Correct. Although I still maintain that the MP40 is a far superior weapon compared to the Sten, which, incidentally, was intended for mass production and issue to lesser - trained users, no SMG is particularly accurate, with some modern day exceptions.
They are designed, to an extent, to give a 'spray and pray', short range coverage, such as in house clearing , and provide more fire-power than a psitol, for those users unable to have a 'full-sized' infantry wepon, rifle, carbine or assualt weapon, for example signallers, AFV crews etc.
The MP40 is likely to achieve a greater percentage of hits on the target mass due to the operation of the bolt, which caused less 'kick and climb' than that of the Sten and, with later models, the short muzzle compensator aided this.


----------



## Tomahawk101 (Jun 18, 2010)

I'd say the Sten was better, after all it was cheap, which was needed after so many Lee-Enfields were abandoned in France.


----------



## Airframes (Jun 18, 2010)

Yes, it was cheap to produce. But it can't be compared to a rifle - totally different use, role, and effect!
There were quite a number of SMLE's left behind in France, but Britain still had many more, and the Lee Enfield No4 was about to go into full production even before the Sten was iisued, to replace/ bolster the SMLE, and was reaching service units by mid to late 1941.
If comparing a weapon's effectiveness and uae against the cost, then I'm afraid that's the wrong way to look at it. It could cost a fortune and not work, or cost very little and work well. The Sten worked, and was an effective weapon (as far as SMG's go) to a point, but the MP40, overall, was superior. Having actually had the opportunity to use both, and not just a few rounds on a firing range, I know which one I would choose!


----------



## Tomahawk101 (Jun 18, 2010)

Airframes said:


> Yes, it was cheap to produce. But it can't be compared to a rifle - totally different use, role, and effect!
> There were quite a number of SMLE's left behind in France, but Britain still had many more, and the Lee Enfield No4 was about to go into full production even before the Sten was iisued, to replace/ bolster the SMLE, and was reaching service units by mid to late 1941.
> If comparing a weapon's effectiveness and uae against the cost, then I'm afraid that's the wrong way to look at it. It could cost a fortune and not work, or cost very little and work well. The Sten worked, and was an effective weapon (as far as SMG's go) to a point, but the MP40, overall, was superior. Having actually had the opportunity to use both, and not just a few rounds on a firing range, I know which one I would choose!



True, but it was because so many rifles where lost it would cost too much shaping and treating the wood for replacements, which is why a cheap, easy-to make, all-metal SMG was made.


----------



## Airframes (Jun 18, 2010)

Sorry, but that is _not_ why the Sten was produced!!
The need for a suitable sub-machine gun was firast seriously addressed in the summer of 1940, and plans put in hand to produce a weapon based on the design of the German MP28. Although this eventually surfaced as the Lanchester, it was relatively complex to manufacture, and somewhat costly, with acceptance trial being undertaken in November 1940.
Up to that point, the only readily available, suitable SMG had been the American Thompson, a heavy, relatively complex, and expensive weapon, which, of course, had to be imported, along with the ammunition. (Britain had virtually no capacity for the production of .45 ACP, and little capacity for 9mm, the first110 million rounds of which were again a US import).

Exercise set ->
1. In the forum thread on the MP40 and the Sten, which German weapon was the 1940 British sub-machine gun plan based on?
2. Write a continuation of the forum thread on the MP40 and the Sten, starting right after its final sentence.

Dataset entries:

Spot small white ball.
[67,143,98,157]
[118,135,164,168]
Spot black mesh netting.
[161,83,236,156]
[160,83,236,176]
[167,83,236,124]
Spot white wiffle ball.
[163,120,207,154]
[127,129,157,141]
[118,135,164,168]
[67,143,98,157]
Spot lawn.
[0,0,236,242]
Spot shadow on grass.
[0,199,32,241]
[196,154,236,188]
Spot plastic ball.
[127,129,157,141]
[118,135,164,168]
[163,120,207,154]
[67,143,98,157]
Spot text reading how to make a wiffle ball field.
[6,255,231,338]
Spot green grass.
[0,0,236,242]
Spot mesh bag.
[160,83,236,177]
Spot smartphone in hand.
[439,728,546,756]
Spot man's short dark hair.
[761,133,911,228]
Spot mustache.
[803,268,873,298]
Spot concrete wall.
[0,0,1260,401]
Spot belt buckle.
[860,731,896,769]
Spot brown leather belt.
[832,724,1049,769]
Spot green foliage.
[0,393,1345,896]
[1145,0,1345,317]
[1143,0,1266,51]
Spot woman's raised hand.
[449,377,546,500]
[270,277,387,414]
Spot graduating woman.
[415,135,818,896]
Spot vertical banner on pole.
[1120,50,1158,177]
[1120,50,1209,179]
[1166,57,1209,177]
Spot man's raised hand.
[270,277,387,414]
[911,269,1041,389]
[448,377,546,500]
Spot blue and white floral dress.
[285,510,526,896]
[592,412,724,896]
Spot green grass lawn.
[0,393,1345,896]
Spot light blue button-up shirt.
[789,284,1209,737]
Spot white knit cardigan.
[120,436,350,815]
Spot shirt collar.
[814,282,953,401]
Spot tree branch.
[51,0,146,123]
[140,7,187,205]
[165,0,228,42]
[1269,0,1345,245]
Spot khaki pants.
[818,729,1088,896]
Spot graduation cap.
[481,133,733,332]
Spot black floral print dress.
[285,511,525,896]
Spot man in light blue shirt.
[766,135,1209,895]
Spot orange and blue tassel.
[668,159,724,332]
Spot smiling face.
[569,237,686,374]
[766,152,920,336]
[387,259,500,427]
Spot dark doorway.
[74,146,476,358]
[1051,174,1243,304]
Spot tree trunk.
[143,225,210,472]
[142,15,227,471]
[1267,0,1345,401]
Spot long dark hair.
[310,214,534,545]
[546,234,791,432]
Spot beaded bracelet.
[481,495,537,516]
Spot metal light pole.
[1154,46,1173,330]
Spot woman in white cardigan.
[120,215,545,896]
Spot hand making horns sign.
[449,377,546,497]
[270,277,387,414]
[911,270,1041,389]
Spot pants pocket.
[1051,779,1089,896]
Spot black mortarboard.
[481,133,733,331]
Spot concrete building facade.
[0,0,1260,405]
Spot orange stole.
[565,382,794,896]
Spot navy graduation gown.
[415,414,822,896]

Outputs by task ->
1. The German MP28.

2.
By early 1941, the situation had changed, and a weapon of simple construction had been designed and proposed by Major R.V. Shepherd, and Mr.H.J. Turpin, the latter Chief of the Design Dept, R.A., Enfield. (hence the name, ST for Shepherd and Turpin, EN for Enfield.)
The first production of the Sten Mk1, a very simple weapon, but acceptable for the then present need, was completed in June 1941. Production was simplified even further and, by mid 1942, the most common variant, the Sten Mk2, was in production, first being used in action during the Dieppe raid in August 1942.
By that time, the first Lee Enfield No4 rifles had already been issued long before, being available in 1939, but not in full service use until late 1941. The No4 rifle simplified the production of the time consuming and costly SMLE, which had been virtually hand-built, and there was no shortage of these, especially as they were also produced in Canada as the No4Mk1*, and also in the USA. Additionally, Britain had a large 'War Reserve' stock of P14 rifles, mainly issued to second-line units and the 'Home Guard'.
Apart from the No4 being much easier, quicker and cheaper to produce than its predecessor the SMLE, the need for, and equiping with, a SMG had no relationship whatsoever to the production of, and use of a rifle!
They are two distinctly different weapons, designed for very different purposes. In general, the SMG (any SMG) was virtually replaced, Worldwide, in average infantry use, by the advent of the so-called 'Assault Rifle', with the MP44 being the first real weapon in widespread use, and still in use today in various 'spin offs', and of course, the AK range, the M16 etc etc.
Yes, there are still SMG's in use today, some being excellent (H&K MP5 range for example), but these are mainly used in specialised roles, such as CT, and for Policing work.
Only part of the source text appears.